Cet article a été publié dans Option Finance - Jeudi 11 avril 2024

Dans cette affaire, la filiale française du groupe SAP s’était engagée par une convention de centralisation de trésorerie conclue en 2009 à mettre à disposition de sa société mère allemande sa trésorerie en contrepartie d'une rémunération calculée sur la base du taux EONIA minoré de 0,15 %. En 2012, compte tenu de la chute du taux EONIA, un taux plancher de 0 % avait été prévu afin d'éviter une rémunération négative.

A la suite d’un contrôle, l’administration a considéré que l’absence de rémunération au cours des exercices 2012 et 2013 des sommes déposées constituait un avantage consenti à la société mère étrangère, la filiale française ayant renoncé à la rémunération qu'elle aurait pu obtenir en plaçant ces sommes auprès d'une banque.

Si les juges du fond avaient validé le redressement au motif que le défaut de rémunération des sommes permettait de présumer l'existence d'un transfert de bénéfices à l'étranger et que la société ne justifiait pas de l'existence d’une contrepartie à cet avantage, le Conseil d’Etat avait considéré que l'absence de rémunération ne suffisait pas à caractériser la renonciation à recettes dès lors qu’elle découlait de l’application de la formule de calcul prévue dans la convention de trésorerie².

Selon le Conseil d’Etat, dans une telle situation, il est nécessaire :

  • d’une part, d’apprécier si, initialement, la filiale française avait souscrit à la convention de trésorerie conformément à son intérêt ;
  • d’autre part, de vérifier si le comportement ultérieur de l'entreprise dans le cadre de l'exécution de la convention avait été conforme à son intérêt.

Sur ce dernier point, le rapporteur public estimait dans ses conclusions que le juge de l'impôt doit vérifier si la société n'aurait pas pu résilier ou réviser la convention devenue préjudiciable, ou même limiter le montant de ses dépôts. Au cas d’espèce, la convention de trésorerie n’ayant pas été versée au dossier, le Conseil d’Etat était dans l’impossibilité de l’apprécier et avait renvoyé l’affaire devant les juges du fond.

L’administration ne contestant pas le caractère normal de cette convention lors de sa conclusion en 2009, le débat portait exclusivement sur le point de savoir si le fait d’avoir poursuivi l’exécution de celle-ci au titre des années litigieuses était conforme à l’intérêt de la filiale. Par deux arrêts du 28 mars 2024, la cour de renvoi confirme, à l’aune des stipulations de la convention de trésorerie, que le comportement de la filiale n’avait pas été conforme à son intérêt et caractérisait un transfert indirect de bénéfices.

[Entrées du jeu de données]
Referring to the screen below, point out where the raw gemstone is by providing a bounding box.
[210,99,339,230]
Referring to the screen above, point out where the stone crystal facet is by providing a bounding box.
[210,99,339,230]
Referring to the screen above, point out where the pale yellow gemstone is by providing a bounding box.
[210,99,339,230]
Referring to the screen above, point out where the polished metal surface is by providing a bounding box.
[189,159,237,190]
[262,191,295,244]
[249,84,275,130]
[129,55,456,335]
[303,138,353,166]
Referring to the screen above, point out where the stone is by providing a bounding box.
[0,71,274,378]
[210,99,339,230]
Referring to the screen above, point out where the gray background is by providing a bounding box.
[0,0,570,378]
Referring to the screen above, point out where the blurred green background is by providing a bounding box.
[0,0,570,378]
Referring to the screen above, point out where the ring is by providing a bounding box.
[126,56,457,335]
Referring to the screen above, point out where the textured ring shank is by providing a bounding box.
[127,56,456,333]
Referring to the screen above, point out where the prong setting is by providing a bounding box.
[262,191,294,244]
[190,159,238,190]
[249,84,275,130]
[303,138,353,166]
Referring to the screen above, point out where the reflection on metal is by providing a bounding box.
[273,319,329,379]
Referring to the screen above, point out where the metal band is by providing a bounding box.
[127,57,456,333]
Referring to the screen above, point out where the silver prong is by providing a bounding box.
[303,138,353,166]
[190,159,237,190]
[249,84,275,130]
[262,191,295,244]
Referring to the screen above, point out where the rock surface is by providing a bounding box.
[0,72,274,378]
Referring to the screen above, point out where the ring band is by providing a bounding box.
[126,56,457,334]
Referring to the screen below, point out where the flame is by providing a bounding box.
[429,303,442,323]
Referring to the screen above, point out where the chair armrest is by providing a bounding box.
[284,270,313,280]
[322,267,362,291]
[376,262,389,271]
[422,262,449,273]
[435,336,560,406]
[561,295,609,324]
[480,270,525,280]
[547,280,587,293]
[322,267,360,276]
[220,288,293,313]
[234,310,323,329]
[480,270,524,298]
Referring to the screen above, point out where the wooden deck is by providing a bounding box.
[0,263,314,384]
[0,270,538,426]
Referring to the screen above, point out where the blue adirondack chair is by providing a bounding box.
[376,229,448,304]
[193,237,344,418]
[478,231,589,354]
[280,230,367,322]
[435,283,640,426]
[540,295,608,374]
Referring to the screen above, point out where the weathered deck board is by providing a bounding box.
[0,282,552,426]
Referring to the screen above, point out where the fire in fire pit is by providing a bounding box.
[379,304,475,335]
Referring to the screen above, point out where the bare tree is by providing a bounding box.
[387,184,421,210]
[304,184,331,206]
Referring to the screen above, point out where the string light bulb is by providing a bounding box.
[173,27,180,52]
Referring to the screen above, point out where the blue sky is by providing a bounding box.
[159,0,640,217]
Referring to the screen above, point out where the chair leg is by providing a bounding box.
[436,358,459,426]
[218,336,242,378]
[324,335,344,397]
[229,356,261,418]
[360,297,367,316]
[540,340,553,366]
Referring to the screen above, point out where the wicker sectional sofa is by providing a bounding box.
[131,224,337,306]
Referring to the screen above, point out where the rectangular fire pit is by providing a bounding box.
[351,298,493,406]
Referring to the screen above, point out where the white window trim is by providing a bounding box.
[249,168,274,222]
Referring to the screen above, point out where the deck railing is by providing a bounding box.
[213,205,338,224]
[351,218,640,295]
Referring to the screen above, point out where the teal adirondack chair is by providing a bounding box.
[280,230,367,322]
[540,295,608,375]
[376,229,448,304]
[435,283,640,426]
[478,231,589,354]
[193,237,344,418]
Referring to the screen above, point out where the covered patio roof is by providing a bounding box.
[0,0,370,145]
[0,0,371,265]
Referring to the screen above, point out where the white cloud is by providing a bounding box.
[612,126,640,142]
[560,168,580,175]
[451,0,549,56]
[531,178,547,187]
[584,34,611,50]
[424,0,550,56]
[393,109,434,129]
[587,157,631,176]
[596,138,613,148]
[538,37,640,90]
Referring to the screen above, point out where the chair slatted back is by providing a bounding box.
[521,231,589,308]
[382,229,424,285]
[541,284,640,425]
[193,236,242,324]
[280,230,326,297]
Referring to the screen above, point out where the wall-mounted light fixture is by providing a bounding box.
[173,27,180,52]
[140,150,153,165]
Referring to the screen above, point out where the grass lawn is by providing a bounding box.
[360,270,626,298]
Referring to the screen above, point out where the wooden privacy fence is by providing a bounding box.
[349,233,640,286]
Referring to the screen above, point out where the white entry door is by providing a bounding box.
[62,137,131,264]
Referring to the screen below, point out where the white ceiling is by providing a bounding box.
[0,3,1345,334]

> **Consigne 1**: Relevez toutes les années mentionnées dans l'article sur la convention de trésorerie de la filiale de SAP, chacune une seule fois.
> **Consigne 2**: D'après l'article sur la convention de trésorerie de la filiale de SAP, sur quelle base la rémunération de la trésorerie mise à disposition était-elle calculée ?
> **Consigne 3**: Poursuivez l'article sur la convention de trésorerie de la filiale de SAP à partir de sa dernière phrase.

> **Réponse 1**: 2009, 2012, 2013, 2024

> **Réponse 2**: Sur la base du taux EONIA minoré de 0,15 %.

> **Réponse 3**:
Point clé du raisonnement, la cour constate que la filiale française n’était pas contractuellement contrainte de continuer à adhérer à la centrale de trésorerie dès lors que la convention, à durée indéterminée, permettait à chaque partie de sortir de l’accord à tout moment, sans condition ni pénalité, sous réserve du respect d’un délai de préavis d’un mois. La persistance dans l’exécution de ce contrat dont les termes étaient devenus défavorables à la société pouvait ainsi être regardée comme volontaire.

Par ailleurs, la cour rejette les arguments avancés par la filiale pour justifier de son intérêt à maintenir sa participation à la centrale de trésorerie, à savoir le fait que ce placement était sécurisé et que sa participation lui permettait de se financer immédiatement et sans condition. Sur le premier point, la cour constate que la filiale ne faisait pas état de difficultés à placer les excédents de trésorerie dans des produits financiers sûrs. Sur le second point, elle relève que la société française générait structurellement des excédents de trésorerie et n'avait jamais eu recours à la centrale de trésorerie pour se financer.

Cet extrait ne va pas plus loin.